+++ SELECTED TEXT

- The UK currently has the lowest ever-unemployment and the highest-ever minimum wage.
- Data tracking back to 2000 show no link between the wage level and unemployment.
- The minimum wage has risen faster than inflation over that time period.
- The data suggest that the traditional economic idea that rising wage prices reduce the number of available low-paid jobs might not be true.
LONDON — It’s one of the oldest and fiercest debates in economics: Does raising the minimum wage increase unemployment, by making it more expensive for employers to hire extra workers?
One way to look at the issue is to compare unemployment and minimum wage rates over time. If minimum wage rises reduce the number of jobs created, then you should be able to see a correlation between the two.
In fact, British wage and unemployment data appear to show that a doubling of the minimum wage over the last 17 years has had no obvious effect on unemployment. The UK currently has the lowest ever unemployment and the highest ever minimum wage.
Whether wages and unemployment are linked is an economic shibboleth for both left and right.
Economic conservatives believe that the greatest number of jobs will be created in an unregulated market, where the supply of labour will perfectly meet demand at any given price. Letting the market set wage prices is the most efficient way of creating the maximum number of jobs, they argue.
The tone on the right was set by the economist Milton Friedman, who in a 1966 edition of Newsweek wrote, “Congress has just acted to increase unemployment. It did so by raising the legal minimum-wage rate from $US1.25 to $US1.60 an hour, effective in 1968, and extending its coverage. The result will be and must be to add to the ranks of the unemployed.”
In a celebration of that essay, the American Enterprise Institute illustrated Friedman’s point with this chart, showing a rough correlation between rising minimum wages and increasing teen unemployment at the time.
Those on the left counter that the free market allows employers to pay poverty-level wages. It’s not just about low pay, either: Workers who don’t earn enough to meet their basic needs also do not have the consumer spending power that a prosperous economy needs to grow, they argue. The Great Depression of the 1930s is the classic example of that, as Waddill Catchings and William Trufant Foster argued after publishing their 1928 book “The Road to Plenty.”

++++++

_PROBLEMS_.
**A)** Can you write out, word for word, the part of the article on minimum wage and unemployment that opens with the words containing "Whether wages and" and closes with "jobs, they argue."?
**B)** Could you continue the article on minimum wage and unemployment from the point where it stops?
The records have nothing to do with the article on minimum wage and unemployment.

+++ DATASET ROWS

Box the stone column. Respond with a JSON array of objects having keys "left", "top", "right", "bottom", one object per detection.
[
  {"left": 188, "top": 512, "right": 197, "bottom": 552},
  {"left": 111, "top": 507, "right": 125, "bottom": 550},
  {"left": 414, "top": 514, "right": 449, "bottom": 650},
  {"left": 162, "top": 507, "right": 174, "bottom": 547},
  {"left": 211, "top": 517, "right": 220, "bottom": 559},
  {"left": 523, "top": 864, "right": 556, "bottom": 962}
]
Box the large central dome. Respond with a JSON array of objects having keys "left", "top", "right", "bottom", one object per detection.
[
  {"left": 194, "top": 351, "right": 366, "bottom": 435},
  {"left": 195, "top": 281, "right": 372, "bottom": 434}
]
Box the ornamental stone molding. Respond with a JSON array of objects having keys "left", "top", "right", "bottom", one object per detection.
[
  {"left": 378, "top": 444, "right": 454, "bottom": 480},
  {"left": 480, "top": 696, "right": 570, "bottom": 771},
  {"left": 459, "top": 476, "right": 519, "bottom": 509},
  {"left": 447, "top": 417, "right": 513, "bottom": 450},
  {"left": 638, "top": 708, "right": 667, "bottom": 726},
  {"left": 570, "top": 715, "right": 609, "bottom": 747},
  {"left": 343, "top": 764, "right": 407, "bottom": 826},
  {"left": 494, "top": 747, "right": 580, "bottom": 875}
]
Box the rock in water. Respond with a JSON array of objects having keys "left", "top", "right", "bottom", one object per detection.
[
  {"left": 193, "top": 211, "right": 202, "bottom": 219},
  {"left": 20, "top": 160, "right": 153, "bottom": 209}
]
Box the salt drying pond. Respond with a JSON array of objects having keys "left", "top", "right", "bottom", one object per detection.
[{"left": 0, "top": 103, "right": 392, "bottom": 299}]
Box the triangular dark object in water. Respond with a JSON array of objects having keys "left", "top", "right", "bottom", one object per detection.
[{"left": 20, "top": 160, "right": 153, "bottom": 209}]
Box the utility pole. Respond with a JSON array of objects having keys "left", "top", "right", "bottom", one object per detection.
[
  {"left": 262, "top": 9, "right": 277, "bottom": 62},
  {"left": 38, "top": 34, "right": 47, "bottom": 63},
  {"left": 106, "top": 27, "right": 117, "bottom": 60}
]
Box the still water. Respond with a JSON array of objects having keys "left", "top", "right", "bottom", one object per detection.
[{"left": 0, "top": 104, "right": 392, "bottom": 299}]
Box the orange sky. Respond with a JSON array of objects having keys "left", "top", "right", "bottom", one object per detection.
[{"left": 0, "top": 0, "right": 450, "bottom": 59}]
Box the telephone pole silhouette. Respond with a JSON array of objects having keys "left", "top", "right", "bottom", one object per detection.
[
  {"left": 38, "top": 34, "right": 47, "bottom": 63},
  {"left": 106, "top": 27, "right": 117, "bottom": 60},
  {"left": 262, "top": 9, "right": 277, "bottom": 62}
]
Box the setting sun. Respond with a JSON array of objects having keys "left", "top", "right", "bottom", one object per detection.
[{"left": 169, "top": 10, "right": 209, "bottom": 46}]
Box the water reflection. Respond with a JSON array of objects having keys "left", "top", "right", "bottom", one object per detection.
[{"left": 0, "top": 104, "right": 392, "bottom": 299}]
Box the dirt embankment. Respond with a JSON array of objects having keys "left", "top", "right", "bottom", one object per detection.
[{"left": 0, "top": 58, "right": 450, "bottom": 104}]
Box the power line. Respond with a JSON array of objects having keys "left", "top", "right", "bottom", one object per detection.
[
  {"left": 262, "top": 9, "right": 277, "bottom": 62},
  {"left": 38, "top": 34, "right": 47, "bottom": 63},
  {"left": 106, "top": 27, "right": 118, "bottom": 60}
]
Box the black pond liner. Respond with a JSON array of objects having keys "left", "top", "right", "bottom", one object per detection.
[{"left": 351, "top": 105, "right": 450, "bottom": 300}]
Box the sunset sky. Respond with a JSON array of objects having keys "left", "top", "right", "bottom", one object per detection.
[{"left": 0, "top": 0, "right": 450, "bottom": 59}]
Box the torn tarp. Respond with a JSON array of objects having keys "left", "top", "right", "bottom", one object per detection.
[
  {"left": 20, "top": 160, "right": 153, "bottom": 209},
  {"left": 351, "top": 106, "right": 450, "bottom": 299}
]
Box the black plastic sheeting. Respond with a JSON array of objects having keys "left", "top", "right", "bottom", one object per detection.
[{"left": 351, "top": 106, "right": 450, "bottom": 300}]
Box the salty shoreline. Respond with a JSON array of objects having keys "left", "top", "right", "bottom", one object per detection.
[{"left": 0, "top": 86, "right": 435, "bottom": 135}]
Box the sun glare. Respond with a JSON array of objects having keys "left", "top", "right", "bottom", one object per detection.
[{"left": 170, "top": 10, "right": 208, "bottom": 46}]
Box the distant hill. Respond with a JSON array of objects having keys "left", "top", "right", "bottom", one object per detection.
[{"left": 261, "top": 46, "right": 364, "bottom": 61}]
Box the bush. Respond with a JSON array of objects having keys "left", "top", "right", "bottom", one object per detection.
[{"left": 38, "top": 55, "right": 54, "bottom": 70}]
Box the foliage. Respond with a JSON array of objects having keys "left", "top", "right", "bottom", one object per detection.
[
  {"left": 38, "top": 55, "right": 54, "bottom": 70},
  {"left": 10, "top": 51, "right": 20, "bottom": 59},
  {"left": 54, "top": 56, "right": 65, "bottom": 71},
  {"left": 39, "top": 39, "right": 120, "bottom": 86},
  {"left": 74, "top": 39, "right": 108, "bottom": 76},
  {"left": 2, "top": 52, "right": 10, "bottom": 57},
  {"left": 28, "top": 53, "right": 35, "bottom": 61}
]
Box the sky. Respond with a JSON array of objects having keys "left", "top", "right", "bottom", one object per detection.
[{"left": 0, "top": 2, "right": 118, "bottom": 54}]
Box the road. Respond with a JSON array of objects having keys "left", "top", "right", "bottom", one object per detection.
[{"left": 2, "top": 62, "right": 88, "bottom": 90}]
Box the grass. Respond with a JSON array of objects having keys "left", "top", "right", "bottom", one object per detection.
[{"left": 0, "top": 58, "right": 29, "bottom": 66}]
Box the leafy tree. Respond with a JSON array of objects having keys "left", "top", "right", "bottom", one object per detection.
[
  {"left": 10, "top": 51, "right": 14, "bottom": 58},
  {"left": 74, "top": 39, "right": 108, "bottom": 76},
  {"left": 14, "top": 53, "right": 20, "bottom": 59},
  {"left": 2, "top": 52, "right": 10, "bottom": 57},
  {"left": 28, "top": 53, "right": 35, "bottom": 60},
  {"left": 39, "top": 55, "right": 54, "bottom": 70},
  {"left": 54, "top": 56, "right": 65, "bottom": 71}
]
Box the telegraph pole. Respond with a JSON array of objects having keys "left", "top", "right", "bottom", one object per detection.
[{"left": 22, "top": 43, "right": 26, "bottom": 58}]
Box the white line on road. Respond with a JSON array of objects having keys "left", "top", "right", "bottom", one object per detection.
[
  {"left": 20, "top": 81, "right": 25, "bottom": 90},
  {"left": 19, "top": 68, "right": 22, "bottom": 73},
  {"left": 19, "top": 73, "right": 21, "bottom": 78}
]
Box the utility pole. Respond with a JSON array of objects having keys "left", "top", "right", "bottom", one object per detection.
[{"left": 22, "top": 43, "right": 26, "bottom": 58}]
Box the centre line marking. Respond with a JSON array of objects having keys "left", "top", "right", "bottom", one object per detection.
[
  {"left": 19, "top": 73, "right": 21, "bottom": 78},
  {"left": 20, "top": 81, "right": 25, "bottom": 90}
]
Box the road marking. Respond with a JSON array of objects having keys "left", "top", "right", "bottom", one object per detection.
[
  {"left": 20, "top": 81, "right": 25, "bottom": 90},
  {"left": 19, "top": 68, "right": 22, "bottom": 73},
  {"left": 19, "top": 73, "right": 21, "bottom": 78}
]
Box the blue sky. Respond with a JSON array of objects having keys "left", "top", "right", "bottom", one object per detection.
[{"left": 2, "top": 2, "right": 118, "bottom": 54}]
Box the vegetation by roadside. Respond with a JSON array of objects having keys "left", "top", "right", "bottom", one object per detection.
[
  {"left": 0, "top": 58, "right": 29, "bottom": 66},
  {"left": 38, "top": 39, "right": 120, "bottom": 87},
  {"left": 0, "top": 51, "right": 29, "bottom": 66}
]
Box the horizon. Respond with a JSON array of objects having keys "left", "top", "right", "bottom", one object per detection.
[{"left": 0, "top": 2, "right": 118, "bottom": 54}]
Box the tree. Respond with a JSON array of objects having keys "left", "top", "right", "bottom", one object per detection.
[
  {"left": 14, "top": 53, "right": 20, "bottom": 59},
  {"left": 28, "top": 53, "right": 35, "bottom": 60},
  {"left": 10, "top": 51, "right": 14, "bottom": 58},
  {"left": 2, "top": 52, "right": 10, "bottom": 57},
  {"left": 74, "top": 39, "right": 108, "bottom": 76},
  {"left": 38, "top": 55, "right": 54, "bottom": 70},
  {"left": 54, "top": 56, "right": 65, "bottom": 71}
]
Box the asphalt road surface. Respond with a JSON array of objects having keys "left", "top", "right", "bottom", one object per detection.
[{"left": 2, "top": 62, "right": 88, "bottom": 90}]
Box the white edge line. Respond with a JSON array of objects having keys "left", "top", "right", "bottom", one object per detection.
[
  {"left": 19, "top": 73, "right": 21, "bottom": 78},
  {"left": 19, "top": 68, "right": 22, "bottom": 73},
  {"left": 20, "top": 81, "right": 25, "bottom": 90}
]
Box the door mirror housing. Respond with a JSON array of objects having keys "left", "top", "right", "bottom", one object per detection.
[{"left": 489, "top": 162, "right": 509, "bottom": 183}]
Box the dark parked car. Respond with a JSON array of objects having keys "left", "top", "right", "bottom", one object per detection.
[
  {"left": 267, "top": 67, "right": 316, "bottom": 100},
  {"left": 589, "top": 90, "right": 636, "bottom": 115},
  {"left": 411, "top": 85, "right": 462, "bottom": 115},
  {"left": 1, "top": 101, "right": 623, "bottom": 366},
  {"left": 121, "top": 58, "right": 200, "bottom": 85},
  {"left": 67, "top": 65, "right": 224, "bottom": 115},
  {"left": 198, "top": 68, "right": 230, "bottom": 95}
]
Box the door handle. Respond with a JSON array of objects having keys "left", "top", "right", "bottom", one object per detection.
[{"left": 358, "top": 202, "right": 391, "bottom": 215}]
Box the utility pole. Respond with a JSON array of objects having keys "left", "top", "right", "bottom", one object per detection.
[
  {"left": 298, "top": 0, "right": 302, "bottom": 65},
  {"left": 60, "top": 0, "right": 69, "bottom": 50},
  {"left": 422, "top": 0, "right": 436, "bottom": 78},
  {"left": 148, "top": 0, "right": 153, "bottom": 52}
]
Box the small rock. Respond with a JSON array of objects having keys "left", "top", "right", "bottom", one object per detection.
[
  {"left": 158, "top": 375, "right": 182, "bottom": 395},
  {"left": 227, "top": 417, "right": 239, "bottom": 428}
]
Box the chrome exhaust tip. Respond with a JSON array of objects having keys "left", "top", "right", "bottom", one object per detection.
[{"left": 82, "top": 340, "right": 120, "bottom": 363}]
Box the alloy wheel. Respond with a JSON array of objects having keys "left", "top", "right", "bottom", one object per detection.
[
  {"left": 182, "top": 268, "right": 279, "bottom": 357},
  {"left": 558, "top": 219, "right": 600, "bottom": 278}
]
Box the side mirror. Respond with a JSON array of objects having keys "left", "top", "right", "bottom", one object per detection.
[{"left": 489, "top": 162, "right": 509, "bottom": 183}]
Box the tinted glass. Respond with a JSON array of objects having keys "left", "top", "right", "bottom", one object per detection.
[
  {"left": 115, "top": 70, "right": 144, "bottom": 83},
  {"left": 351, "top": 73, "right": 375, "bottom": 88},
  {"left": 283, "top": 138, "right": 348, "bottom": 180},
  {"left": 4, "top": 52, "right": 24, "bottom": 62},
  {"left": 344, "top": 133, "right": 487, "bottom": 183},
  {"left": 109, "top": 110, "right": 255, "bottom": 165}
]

++++++

_EXERCISE RESPONSES_.
**A)**
Whether wages and unemployment are linked is an economic shibboleth for both left and right.
Economic conservatives believe that the greatest number of jobs will be created in an unregulated market, where the supply of labour will perfectly meet demand at any given price. Letting the market set wage prices is the most efficient way of creating the maximum number of jobs, they argue.

**B)**
The issue is complicated because wage rates and unemployment aren’t directly correlated. While the rising price of labour does have an effect on the total demand — you can’t raise it to £100 an hour — there are many other factors influencing employers when they add workers. The cost of competing forms of investment, price inflation, and the base rate of interest are among myriad other places where an employer might spend money instead of hiring.
But when you run the UK’s official minimum wage rate since the year 2000 against the unemployment rate over the same period, one thing becomes immediately obvious. There is no observable relationship between rising minimum wages and unemployment on a national level:
Usually, economists try to measure the wage/unemployment effect by calculating whether a change in the wage rate is correlated with a change in the job creation rate. Many of the studies have been done in the US because the 50 different states have different minimum wage rates, creating a macroeconomic petri dish in which statisticians can look at unemployment and job creation rates for similar populations who may live next door to each other, but are divided by separate wage laws along the state lines between them.
The Federal Reserve Bank of San Francisco has a good discussion of this measurement problem here. Earlier studies at the national level have found an “elasticity” between wages and unemployment of about 0.1, meaning that a 10% increase in the minimum wage would reduce employment by 1%.
Other studies of smaller areas have found an elasticity of 0, meaning the two don’t have an effect on each other. Either way, that tradeoff suggests the benefits of raising the wage outweigh the relatively minor job losses it might create.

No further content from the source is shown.